## [DATA TO USE]
━━━━━━━━━━━━━━━━

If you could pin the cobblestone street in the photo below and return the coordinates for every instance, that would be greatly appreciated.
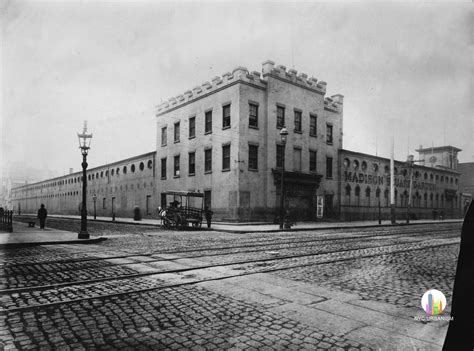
(146, 288)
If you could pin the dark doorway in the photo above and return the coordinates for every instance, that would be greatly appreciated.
(207, 199)
(328, 206)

━━━━━━━━━━━━━━━━

## [EXERCISE AIM]
Transcribe all the data word for word; the images stay out.

## [THE COMPLETED TASK]
If you could pin the cobblestone street in the photo below and return the coordinates for every instance, that would be greatly appreciated.
(146, 288)
If you could pin the dark doorway in the photo above and return the coordinates for every instance, that would be greatly appreciated.
(207, 199)
(328, 206)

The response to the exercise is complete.